◆ **What to work on**
Copy the items below word for word, beginning at the line that contains "[ ] locate the black electrical cable" and continuing through the last line of the items. Leave out the picture lines.

◆ **Record excerpts**
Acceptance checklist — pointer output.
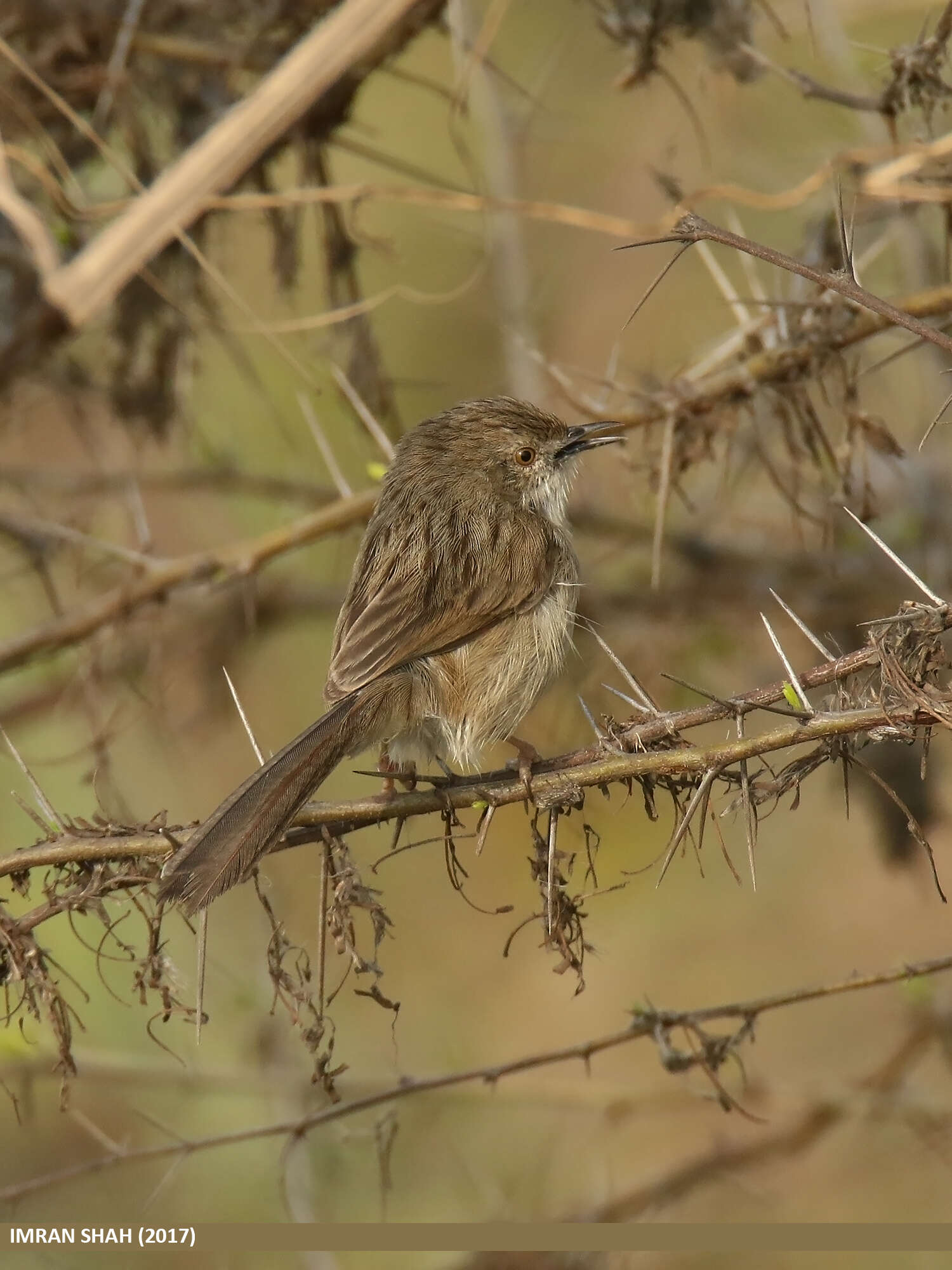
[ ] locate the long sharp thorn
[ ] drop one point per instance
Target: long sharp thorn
(788, 666)
(631, 702)
(324, 446)
(686, 821)
(550, 874)
(937, 600)
(821, 648)
(590, 717)
(629, 678)
(750, 819)
(935, 422)
(243, 717)
(44, 803)
(201, 951)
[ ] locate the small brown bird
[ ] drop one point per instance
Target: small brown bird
(459, 613)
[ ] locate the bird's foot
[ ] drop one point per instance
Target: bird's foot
(527, 755)
(394, 773)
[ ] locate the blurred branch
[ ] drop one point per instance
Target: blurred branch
(625, 755)
(654, 1024)
(177, 481)
(238, 559)
(350, 34)
(351, 40)
(813, 1123)
(692, 228)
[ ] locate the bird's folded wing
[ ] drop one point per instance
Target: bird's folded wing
(436, 587)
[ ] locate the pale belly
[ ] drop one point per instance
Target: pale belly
(479, 694)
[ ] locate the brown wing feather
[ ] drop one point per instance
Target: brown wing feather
(402, 604)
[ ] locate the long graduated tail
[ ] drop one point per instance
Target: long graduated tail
(252, 820)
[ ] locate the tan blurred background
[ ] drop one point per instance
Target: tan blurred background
(558, 1142)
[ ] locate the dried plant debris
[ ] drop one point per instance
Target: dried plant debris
(647, 27)
(36, 986)
(119, 63)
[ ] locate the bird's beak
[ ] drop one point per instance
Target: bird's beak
(587, 436)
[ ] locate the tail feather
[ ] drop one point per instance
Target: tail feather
(252, 820)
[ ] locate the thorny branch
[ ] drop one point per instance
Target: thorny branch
(643, 750)
(647, 1024)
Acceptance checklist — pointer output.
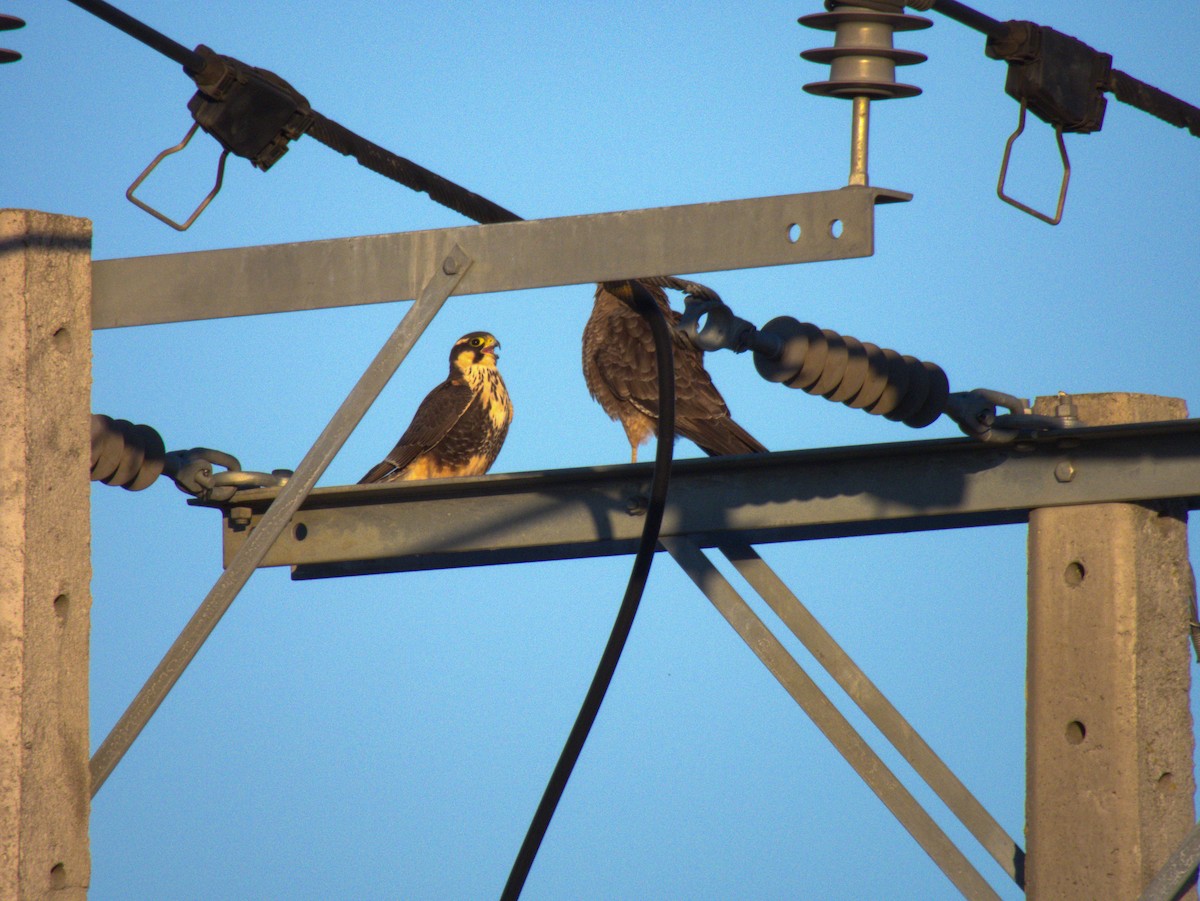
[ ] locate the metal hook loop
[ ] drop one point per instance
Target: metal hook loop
(168, 151)
(1066, 173)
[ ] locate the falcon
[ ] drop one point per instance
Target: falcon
(621, 372)
(461, 424)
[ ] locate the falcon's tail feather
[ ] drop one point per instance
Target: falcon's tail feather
(719, 438)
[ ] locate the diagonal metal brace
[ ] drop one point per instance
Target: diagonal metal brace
(829, 720)
(219, 600)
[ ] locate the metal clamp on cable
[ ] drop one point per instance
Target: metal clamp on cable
(192, 472)
(975, 412)
(251, 112)
(1061, 80)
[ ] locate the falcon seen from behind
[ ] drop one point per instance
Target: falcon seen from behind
(621, 372)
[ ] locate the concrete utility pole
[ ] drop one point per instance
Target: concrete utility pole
(45, 553)
(1109, 781)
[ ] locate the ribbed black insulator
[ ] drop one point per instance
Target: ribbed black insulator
(124, 454)
(856, 373)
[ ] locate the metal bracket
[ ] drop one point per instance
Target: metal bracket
(511, 256)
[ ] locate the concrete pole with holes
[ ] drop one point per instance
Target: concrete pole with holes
(45, 553)
(1109, 781)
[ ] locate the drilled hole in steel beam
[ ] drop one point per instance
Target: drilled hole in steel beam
(1075, 732)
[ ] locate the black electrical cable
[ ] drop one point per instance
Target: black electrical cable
(965, 14)
(624, 623)
(189, 59)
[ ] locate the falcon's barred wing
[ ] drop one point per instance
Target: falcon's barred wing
(438, 413)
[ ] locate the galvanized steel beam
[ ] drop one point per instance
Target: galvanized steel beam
(730, 500)
(537, 253)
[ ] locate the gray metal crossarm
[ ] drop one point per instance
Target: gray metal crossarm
(537, 253)
(729, 500)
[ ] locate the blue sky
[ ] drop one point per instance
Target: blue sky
(390, 736)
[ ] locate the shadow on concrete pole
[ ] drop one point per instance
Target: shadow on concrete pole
(45, 553)
(1109, 781)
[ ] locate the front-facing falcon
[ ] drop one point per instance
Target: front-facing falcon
(460, 426)
(621, 371)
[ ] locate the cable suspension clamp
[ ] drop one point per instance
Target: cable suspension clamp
(1061, 80)
(863, 64)
(251, 112)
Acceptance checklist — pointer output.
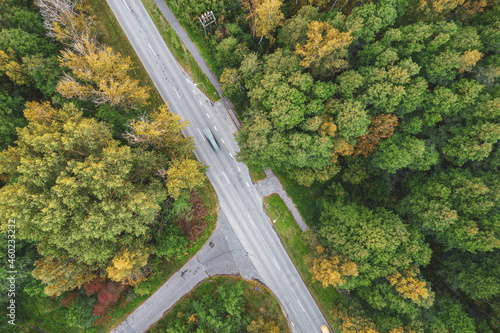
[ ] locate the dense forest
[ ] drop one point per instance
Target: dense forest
(390, 112)
(101, 187)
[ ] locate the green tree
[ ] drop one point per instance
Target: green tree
(378, 242)
(78, 192)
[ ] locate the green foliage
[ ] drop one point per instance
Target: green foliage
(80, 312)
(378, 242)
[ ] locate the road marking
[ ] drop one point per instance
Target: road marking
(201, 134)
(301, 306)
(278, 267)
(226, 177)
(151, 49)
(177, 93)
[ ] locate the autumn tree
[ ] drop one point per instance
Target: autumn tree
(162, 130)
(408, 284)
(381, 126)
(62, 274)
(184, 174)
(268, 17)
(325, 49)
(128, 265)
(262, 326)
(100, 75)
(78, 192)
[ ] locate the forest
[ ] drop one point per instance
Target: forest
(387, 115)
(100, 189)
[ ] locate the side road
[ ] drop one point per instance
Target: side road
(267, 186)
(179, 30)
(222, 254)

◆ **Response to the task**
[ ] locate the black electrical cable
[ ] drop one point per instance
Target: black electrical cable
(965, 14)
(624, 623)
(189, 59)
[ ] locate the falcon's barred wing
[ ] drop one point per instance
Target: falcon's barred wing
(438, 413)
[ ] locate the galvanized steel beam
[ ] drop one point per instance
Target: galvanized steel beam
(730, 500)
(537, 253)
[ ] locate the gray metal crossarm
[ ] drop one point per instance
Target: gray metal crossarm
(537, 253)
(729, 500)
[ ] locate the blue sky
[ ] drop one point per instance
Target: blue sky
(390, 736)
[ ] locate the shadow on concrete pole
[ ] drop one point per instance
Target: shadow on concrete pole
(45, 553)
(1109, 781)
[ ] locate the front-facing falcon
[ ] drop one point per instance
Target: front-facing falcon
(460, 426)
(621, 371)
[ ] locate the cable suspension clamp
[ ] drop one point per instance
Target: cable suspension clamp
(1061, 80)
(863, 64)
(251, 112)
Acceptance checklist — pointer output.
[ ] locate the dense forest
[ ] drop one point per instance
Target: dense forest
(390, 112)
(101, 187)
[ ] locate the green tree
[ ] drop one point per instance
Target: green tree
(378, 242)
(78, 192)
[ ] locate the green foliage
[ ] drop one point per instance
Target: green foliage
(80, 312)
(378, 242)
[ ] locate the road marking
[ ] drop one point per instance
Target: road marking
(201, 134)
(301, 306)
(278, 267)
(226, 177)
(151, 49)
(177, 93)
[ ] locate the autumn tree
[ ] drop one point per instance
Target: autumn tree
(162, 130)
(408, 284)
(381, 126)
(62, 274)
(184, 174)
(268, 17)
(325, 49)
(128, 265)
(262, 326)
(100, 75)
(78, 192)
[ ] locate the forest
[ ] drop one point per instance
Target: forest
(387, 115)
(100, 189)
[ ] locate the side road
[ ] drop one point per instance
Target: side road
(267, 186)
(179, 30)
(222, 254)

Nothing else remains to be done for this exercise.